* Start Listed entries *

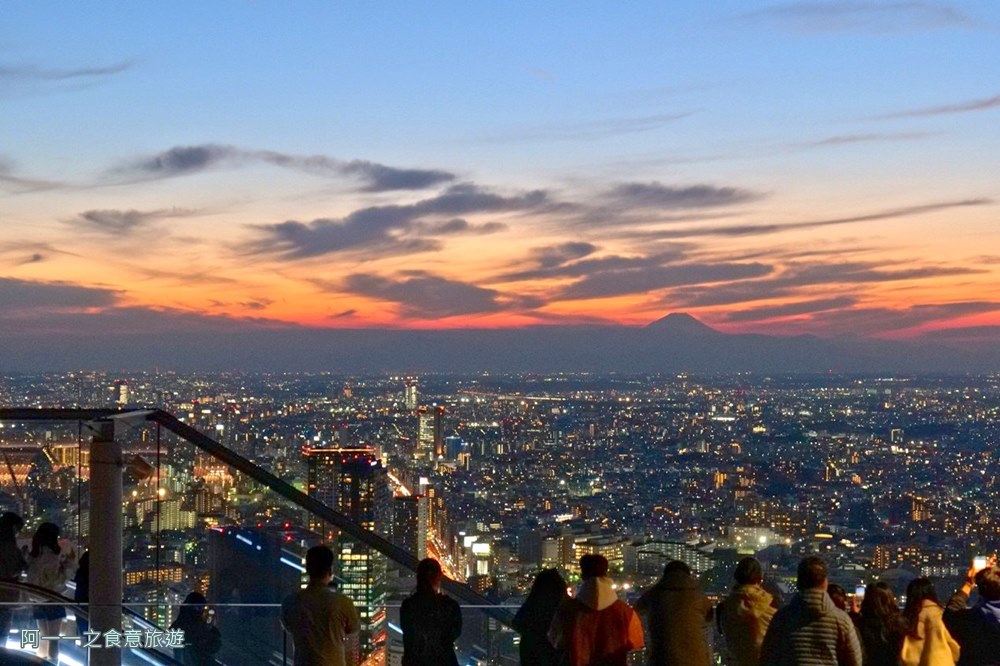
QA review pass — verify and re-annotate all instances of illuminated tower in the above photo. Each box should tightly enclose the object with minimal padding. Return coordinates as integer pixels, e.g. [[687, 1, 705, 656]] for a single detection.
[[392, 495, 430, 560], [403, 377, 420, 412], [415, 405, 444, 460], [336, 449, 392, 659], [303, 448, 341, 542], [114, 379, 131, 407]]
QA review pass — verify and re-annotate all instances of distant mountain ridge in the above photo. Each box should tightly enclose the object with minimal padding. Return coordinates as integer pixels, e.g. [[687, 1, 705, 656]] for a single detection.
[[0, 313, 1000, 373]]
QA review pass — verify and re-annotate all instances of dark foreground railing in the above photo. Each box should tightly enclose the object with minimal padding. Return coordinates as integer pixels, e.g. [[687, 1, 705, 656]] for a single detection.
[[0, 408, 513, 626]]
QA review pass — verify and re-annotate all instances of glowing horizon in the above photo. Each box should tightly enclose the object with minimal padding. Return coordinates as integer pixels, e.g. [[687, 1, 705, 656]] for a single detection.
[[0, 5, 1000, 338]]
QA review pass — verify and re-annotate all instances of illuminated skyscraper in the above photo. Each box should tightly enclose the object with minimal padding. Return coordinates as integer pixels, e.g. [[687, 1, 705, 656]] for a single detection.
[[303, 448, 342, 542], [403, 377, 420, 412], [415, 405, 444, 460], [392, 495, 430, 560], [336, 449, 392, 658], [114, 379, 131, 407]]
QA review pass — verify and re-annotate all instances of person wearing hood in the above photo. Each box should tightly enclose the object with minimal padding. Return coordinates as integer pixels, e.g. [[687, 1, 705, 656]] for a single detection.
[[716, 557, 776, 666], [899, 578, 959, 666], [635, 560, 712, 666], [549, 555, 644, 666], [944, 558, 1000, 666], [513, 569, 569, 666], [760, 555, 862, 666]]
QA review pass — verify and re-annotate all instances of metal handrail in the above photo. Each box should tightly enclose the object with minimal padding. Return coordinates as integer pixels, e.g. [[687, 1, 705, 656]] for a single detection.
[[0, 580, 184, 666], [0, 407, 514, 627]]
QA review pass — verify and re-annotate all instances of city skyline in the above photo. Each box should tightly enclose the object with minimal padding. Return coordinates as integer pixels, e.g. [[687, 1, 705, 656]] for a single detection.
[[0, 0, 1000, 356]]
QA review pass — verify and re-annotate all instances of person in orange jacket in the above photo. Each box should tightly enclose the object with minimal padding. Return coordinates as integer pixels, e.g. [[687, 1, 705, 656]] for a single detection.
[[549, 555, 645, 666], [899, 578, 959, 666]]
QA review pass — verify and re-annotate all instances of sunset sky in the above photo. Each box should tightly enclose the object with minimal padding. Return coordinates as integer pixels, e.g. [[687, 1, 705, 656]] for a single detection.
[[0, 0, 1000, 337]]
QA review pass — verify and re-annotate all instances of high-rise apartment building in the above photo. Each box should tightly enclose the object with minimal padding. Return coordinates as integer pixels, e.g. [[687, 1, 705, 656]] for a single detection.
[[403, 377, 420, 412], [392, 495, 430, 560], [303, 448, 342, 542], [335, 449, 392, 659], [415, 405, 444, 460]]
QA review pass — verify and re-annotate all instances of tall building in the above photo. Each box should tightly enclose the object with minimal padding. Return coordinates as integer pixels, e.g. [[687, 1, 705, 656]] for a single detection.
[[392, 495, 430, 560], [114, 379, 131, 407], [444, 435, 465, 460], [403, 377, 420, 412], [336, 449, 392, 662], [415, 405, 444, 460], [302, 448, 343, 542]]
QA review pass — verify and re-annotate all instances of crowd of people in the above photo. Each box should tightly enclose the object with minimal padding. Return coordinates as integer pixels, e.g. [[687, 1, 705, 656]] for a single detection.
[[0, 512, 1000, 666], [282, 546, 1000, 666]]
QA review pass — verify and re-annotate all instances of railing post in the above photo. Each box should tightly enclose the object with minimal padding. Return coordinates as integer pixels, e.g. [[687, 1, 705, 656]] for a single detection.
[[89, 420, 124, 666]]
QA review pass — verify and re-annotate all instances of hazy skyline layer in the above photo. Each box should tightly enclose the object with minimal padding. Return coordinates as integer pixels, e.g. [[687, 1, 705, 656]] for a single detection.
[[0, 0, 1000, 347]]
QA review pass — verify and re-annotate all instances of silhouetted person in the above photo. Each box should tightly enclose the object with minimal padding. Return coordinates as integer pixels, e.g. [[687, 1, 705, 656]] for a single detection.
[[856, 581, 905, 666], [281, 546, 360, 666], [514, 569, 569, 666], [170, 592, 222, 666], [760, 556, 862, 666], [899, 578, 959, 666], [944, 558, 1000, 666], [549, 555, 643, 666], [635, 560, 712, 666], [399, 558, 462, 666], [716, 557, 775, 666], [73, 550, 90, 636], [0, 511, 28, 649], [28, 523, 76, 663]]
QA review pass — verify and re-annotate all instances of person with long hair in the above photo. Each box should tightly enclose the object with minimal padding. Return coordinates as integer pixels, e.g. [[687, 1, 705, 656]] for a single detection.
[[899, 578, 959, 666], [399, 558, 462, 666], [716, 557, 776, 666], [170, 592, 222, 666], [549, 553, 645, 666], [0, 511, 28, 649], [944, 557, 1000, 666], [857, 581, 906, 666], [635, 560, 713, 666], [514, 569, 569, 666], [28, 523, 76, 663]]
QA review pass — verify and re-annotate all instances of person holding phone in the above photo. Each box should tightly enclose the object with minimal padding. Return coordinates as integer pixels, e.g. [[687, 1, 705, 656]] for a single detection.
[[28, 523, 76, 663], [944, 556, 1000, 666]]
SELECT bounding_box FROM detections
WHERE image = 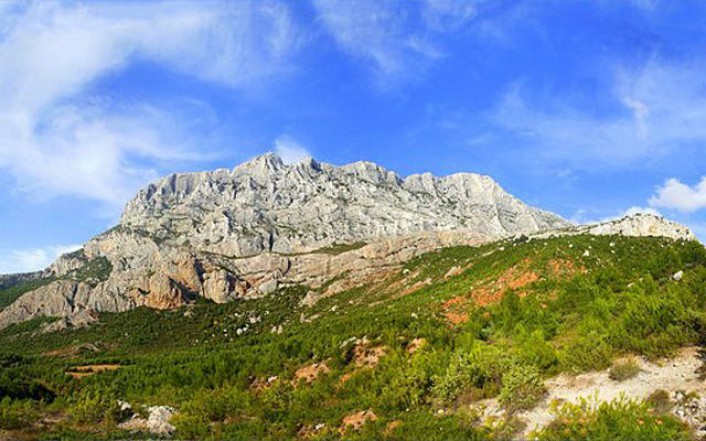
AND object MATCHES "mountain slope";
[120,153,568,257]
[0,234,706,440]
[0,154,570,329]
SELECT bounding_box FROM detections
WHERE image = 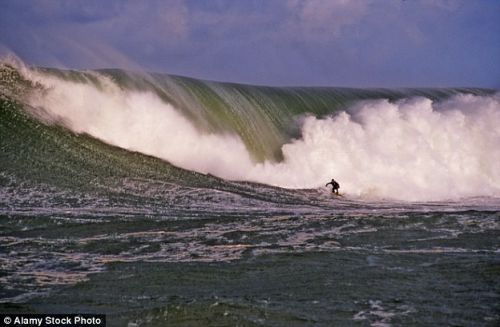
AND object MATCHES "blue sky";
[0,0,500,88]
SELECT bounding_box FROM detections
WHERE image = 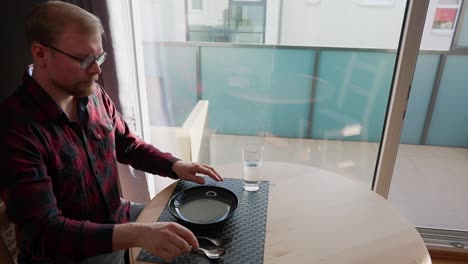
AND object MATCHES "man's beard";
[60,77,98,98]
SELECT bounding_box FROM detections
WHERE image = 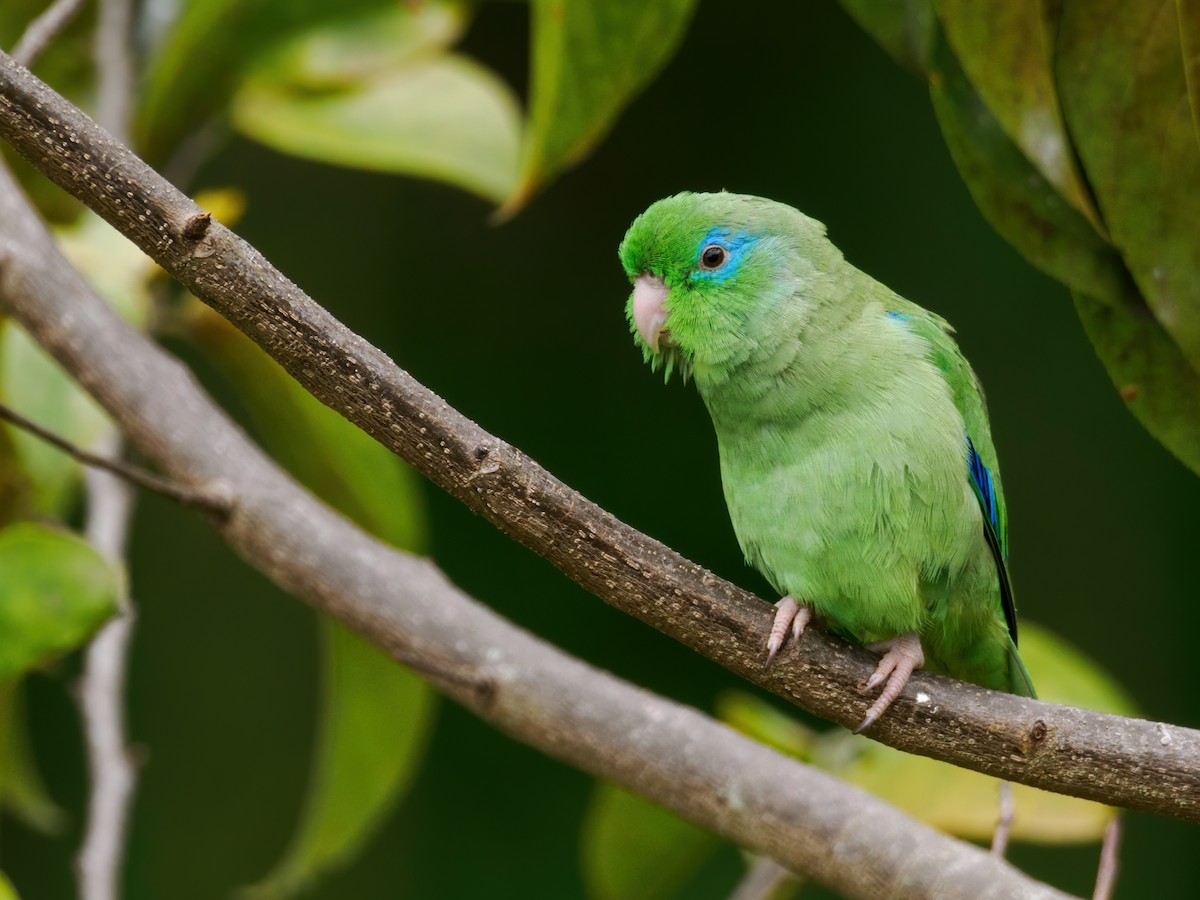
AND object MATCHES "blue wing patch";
[967,437,1000,549]
[967,434,1016,646]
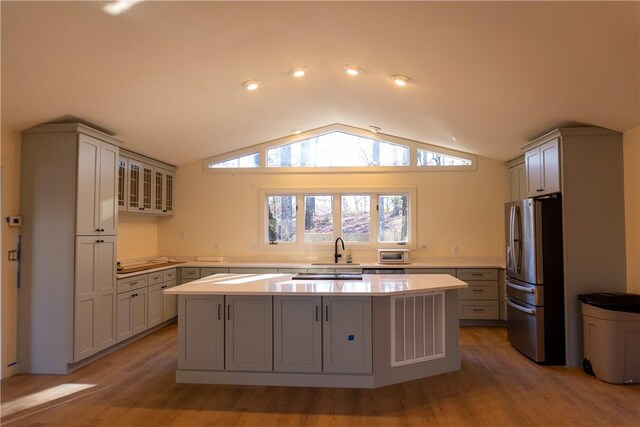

* End Listed entries *

Request. Rewrite the lines starting with the line containing "QA review pass — verify and re-annotate all instances of railing" and going on through the line containing "[[89, 420, 124, 666]]", substituting "fence post" for "railing post" and leaving everything else unchanged.

Answer to the task.
QA review pass — verify and re-annotate all instances of fence post in the above photo. Each box should tightly enclose the object with minimal padding. Return coordinates as integer pixels, e.g. [[687, 1, 705, 656]] for a single detection.
[[89, 420, 124, 666]]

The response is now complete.